In its aqueous phase, chromium exists in two different chemical forms:
Cr(III) is essential to human beings and involved in different metabolisms in the body, while Cr(VI) is carcinogenic. Cr(VI) can be released from cooling towers into drinking water and can also come from oxidation of Cr(III) by Mn(III/IV) in drinking water. Therefore, chromium speciation and determination of Cr(VI) are important for drinking water analysis.
In chromium testing, either total chromium or Cr(VI) is tested to meet regulatory compliance.
Chromium as a carcinogen has been regulated in drinking water since 1942. The U.S. EPA currently only regulates total chromium, including Cr (VI). In 1991, the U.S. EPA set the maximum Contaminant Level (MCL) for total chromium at 100µg/L (100 ppb) but different States can have stricter regulations.
After the National Toxicology Program (NTP) published the study results that indicate ingestion of Cr(VI) causes cancer in laboratory animals in 2008, the EPA is currently reviewing both the health effects (from NTP and other recent research results) and the levels and frequency of occurrence data. These data were collected through the second six-year review of regulated contaminants (for total chromium) and through the Unregulated Contaminant Monitoring Rule 3 (UCMR3) program (for both total chromium and Cr(VI)). These data will be used to decide if a new regulation on Cr(VI) will be proposed.
In addition to the U.S., many other countries, including those of the European Union, also regulate total chromium either at the same or different levels.
Total chromium in either drinking water or wastewater for regulatory compliance can be measured with inductively coupled plasma optical emission spectrometry (ICP-OES) using EPA method 200.7 or inductively coupled plasma mass spectrometry (ICP-MS) using EPA method 200.8. Only EPA 200.8, not 200.7, is approved for Unregulated Contaminant Monitoring Rule 3 (UCMR 3) for total chromium analysis because the method offers lower detection limit for the occurrence monitoring for the program.

Exercise instructions:
(A) Answer these questions from the text on chromium in drinking water, each on its own line:
(i) Since what year has chromium been regulated in drinking water as a carcinogen?
(ii) At what level did the U.S. EPA set the maximum Contaminant Level for total chromium?
(iii) Which EPA method uses inductively coupled plasma mass spectrometry?
(B) State whether each statement agrees with the text on chromium in drinking water, and quote the words of the text that decide it:
(i) The U.S. EPA currently regulates Cr(VI) separately from total chromium.
(ii) EPA method 200.7 is approved for total chromium analysis under UCMR 3.
(iii) Cr(VI) in drinking water can result from oxidation of Cr(III) by Mn(III/IV).
(C) Write a continuation of the text on chromium in drinking water, beginning after its last sentence.
The rows that follow have no connection to the text on chromium in drinking water.

Extracted data:

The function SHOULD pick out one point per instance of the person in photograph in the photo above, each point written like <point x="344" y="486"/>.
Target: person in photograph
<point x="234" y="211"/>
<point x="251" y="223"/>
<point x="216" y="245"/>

Responses for each task:
(A)
(i) 1942
(ii) 100µg/L (100 ppb)
(iii) EPA method 200.8

(B)
(i) No: "The U.S. EPA currently only regulates total chromium, including Cr (VI)."
(ii) No: "Only EPA 200.8, not 200.7, is approved for Unregulated Contaminant Monitoring Rule 3 (UCMR 3) for total chromium analysis"
(iii) Yes: "can also come from oxidation of Cr(III) by Mn(III/IV) in drinking water"

(C)
EPA method 200.8 can be used for metals analysis, including total chromium, in drinking water, surface water, groundwater, and wastewater. Sample preparation differs depending on:
Acid digestion is only needed for total recoverable element analysis of water samples, with the exception of drinking water samples with turbidity less than 1 NTU. Nevertheless, all the samples need to be preserved in nitric acid to make sure the pH is less than 2 during storage. For total chromium measurement in UCMR3, all the samples are required to be acid digested regardless of water turbidity.
The Thermo Scientific iCAP RQ ICP-MS provides high sensitivity/low detection limit (for ultratrace detection) and wide dynamic range (for analytes with order of magnitude difference in concentration), in addition to low maintenance and easy to clean-up benefits.
For water samples with high matrices (high total dissolved solids, TDS), such as wastewater samples, it is always a challenge to use ICP-MS to get accurate and precise results due to signal drift caused by the high matrix. Typically, ICP-MS can handle <0.2% TDS. To improve high matrix tolerance, argon gas dilution or PrepFAST for sample autodilution can be used.
Based on the NTP study results, in July 2014, California was the only state that implemented a new regulation with the public health goal (PHG) of 0.02µg/L and MCL of 10µg/L for Cr(VI). According to the new regulation, all California public water systems were required to monitor the sources of drinking water by January 2015. However, due to the recent loss of lawsuit, California Water Board removed the MCL of 10µg/L for Cr(VI) in August 2017, a new MCL will be issued in 18 to 24 months. Until then, no Cr(VI) regulation is enforceable.
In addition to California, countries such as Japan and China also regulate Cr(VI).
Prior to the new California regulation in 2014, EPA method 218.6 was approved for Cr(VI) analysis. To comply with the new regulation, EPA method 218.7 must be used to achieve the low limit of detection. Our application updates AU144 and AU179 describe important methods developed for Cr(VI) analysis related to EPA Methods 218.6 and 218.7.
EPA method 218.7 uses a Thermo Scientific ion chromatography (IC) system to measure chromium (VI), as described in Table 1 in the method. The IC instrument combined with a guard column, to remove hydrophobic organics, and the analytical column can achieve the detection limit of 0.0044 or 0.0054µg/L, depending on the solid or liquid preservation reagent used.
As shown in AU144 and AU179, multiple parameters can influence the detection limit: injection volume, column diameter (e.g. 4mm i.d. vs. 2mm i.d.), eluent flow rate, reagent coil volume, and reagent flow rate. It is worth mentioning that 2mm i.d. column can also be used in method 218.7 to get more sensitive results (AU179).
In addition, although not approved for regulatory use, our recently developed method using suppressed conductivity, with detection limit of 1µg/L, eliminates the post-column derivatization step necessary for EPA 218.6 and 218.7 and may be used for screening and evaluation purposes for Cr(VI) contamination.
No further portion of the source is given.